(TASKS TO CARRY OUT)
A. Return everything in the ASIL decomposition text from "FIG. 6 One valid" down to "the two meet.", copied word for word.
B. In the ASIL decomposition text, what kind of analysis must prove freedom from interference between the two elements?

(EXERCISE TEXT Opens)

A high ASIL is expensive to meet in one element. ISO 26262-9 allows an ASIL to be split across two sufficiently independent elements, each carrying a lower ASIL while the combination still meets the original. The catch is the word independent: you must prove freedom from interference with a dependent-failure analysis, or a common cause undoes the whole scheme.

FIG. 6 One valid decomposition of ASIL D into two ASIL B(D) elements. The “(D)” records the origin. Other splits are allowed (e.g. C(D)+A(D), D(D)+QM(D)) — all require demonstrated independence between the two paths.

ISO 26262-4 · Clause 6

Technical Safety Concept & TSRs

Now the concept meets silicon. The Technical Safety Concept refines each functional requirement into technical safety requirements (TSRs) on specific hardware and software, names the safety mechanisms that realise them, and defines the hardware–software interface (HSI) where the two meet.

(EXERCISE TEXT Closes)
(GIVEN DATA Opens)

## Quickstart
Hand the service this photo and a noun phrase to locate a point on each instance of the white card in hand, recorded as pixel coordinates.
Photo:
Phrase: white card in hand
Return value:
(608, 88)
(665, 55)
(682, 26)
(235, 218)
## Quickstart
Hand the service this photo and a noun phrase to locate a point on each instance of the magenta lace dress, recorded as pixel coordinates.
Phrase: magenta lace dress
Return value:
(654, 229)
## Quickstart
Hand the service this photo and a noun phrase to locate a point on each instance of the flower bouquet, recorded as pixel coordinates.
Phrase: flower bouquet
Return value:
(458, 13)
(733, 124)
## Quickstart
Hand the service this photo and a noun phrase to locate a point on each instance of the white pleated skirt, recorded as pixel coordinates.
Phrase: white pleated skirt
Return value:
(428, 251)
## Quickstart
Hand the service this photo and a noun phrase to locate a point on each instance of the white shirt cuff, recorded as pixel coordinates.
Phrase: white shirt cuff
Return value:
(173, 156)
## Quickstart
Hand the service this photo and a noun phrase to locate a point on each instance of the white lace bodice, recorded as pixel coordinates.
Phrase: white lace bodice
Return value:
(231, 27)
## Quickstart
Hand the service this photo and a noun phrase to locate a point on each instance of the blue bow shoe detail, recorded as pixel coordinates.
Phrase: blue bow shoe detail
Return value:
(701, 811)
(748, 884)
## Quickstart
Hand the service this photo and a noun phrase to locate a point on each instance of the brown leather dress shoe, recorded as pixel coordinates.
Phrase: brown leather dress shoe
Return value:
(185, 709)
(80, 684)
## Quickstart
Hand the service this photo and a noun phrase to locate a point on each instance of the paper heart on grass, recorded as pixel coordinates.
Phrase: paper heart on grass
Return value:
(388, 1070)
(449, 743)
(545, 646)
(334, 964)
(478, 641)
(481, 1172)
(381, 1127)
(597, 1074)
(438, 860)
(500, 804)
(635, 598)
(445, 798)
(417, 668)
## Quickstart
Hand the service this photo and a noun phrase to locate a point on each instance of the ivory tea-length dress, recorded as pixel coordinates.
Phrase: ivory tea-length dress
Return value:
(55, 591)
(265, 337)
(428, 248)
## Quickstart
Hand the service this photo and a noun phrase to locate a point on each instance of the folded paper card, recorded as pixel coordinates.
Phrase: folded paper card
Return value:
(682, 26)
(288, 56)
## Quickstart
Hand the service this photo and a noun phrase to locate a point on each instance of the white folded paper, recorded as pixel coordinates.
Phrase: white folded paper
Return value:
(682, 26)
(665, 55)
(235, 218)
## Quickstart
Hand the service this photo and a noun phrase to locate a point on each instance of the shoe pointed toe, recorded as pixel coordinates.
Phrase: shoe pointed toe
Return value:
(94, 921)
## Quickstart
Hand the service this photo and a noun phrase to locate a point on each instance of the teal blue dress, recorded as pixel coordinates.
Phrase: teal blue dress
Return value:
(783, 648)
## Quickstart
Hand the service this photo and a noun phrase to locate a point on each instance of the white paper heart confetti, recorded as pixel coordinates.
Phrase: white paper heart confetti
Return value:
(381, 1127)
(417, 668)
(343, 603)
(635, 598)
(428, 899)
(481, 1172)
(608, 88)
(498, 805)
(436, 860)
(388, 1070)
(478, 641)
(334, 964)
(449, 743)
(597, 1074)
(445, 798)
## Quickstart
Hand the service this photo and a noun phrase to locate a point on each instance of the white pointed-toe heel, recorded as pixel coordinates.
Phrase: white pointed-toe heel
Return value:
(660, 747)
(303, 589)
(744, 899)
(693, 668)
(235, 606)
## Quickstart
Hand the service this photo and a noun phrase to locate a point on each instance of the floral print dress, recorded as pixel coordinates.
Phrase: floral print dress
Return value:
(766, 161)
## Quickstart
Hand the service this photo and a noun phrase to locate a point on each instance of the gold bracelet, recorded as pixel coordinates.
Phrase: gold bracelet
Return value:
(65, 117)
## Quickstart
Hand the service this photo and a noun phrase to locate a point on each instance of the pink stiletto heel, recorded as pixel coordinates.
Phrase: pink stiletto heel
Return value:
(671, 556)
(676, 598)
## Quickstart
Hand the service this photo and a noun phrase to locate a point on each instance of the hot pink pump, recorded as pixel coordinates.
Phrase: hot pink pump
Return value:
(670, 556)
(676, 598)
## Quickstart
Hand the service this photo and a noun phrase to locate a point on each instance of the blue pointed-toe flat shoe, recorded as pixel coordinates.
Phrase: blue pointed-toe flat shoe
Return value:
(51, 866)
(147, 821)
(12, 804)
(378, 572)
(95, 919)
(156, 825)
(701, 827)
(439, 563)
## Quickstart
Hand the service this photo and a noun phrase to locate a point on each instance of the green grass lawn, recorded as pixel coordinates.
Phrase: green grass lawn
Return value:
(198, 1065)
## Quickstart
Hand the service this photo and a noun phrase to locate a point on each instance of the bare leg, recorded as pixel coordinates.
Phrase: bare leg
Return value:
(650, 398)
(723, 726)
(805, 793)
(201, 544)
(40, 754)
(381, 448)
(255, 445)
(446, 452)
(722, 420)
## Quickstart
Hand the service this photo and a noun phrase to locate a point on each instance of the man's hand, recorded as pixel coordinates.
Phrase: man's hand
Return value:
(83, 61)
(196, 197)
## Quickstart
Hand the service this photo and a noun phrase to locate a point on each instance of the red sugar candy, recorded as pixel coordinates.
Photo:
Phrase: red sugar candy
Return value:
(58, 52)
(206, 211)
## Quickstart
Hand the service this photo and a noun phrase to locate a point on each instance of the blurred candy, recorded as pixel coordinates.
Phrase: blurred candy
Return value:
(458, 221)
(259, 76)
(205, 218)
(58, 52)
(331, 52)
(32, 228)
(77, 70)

(GIVEN DATA Closes)

(ANSWERS PER TASK)
A.
FIG. 6 One valid decomposition of ASIL D into two ASIL B(D) elements. The “(D)” records the origin. Other splits are allowed (e.g. C(D)+A(D), D(D)+QM(D)) — all require demonstrated independence between the two paths.

ISO 26262-4 · Clause 6

Technical Safety Concept & TSRs

Now the concept meets silicon. The Technical Safety Concept refines each functional requirement into technical safety requirements (TSRs) on specific hardware and software, names the safety mechanisms that realise them, and defines the hardware–software interface (HSI) where the two meet.

B. A dependent-failure analysis.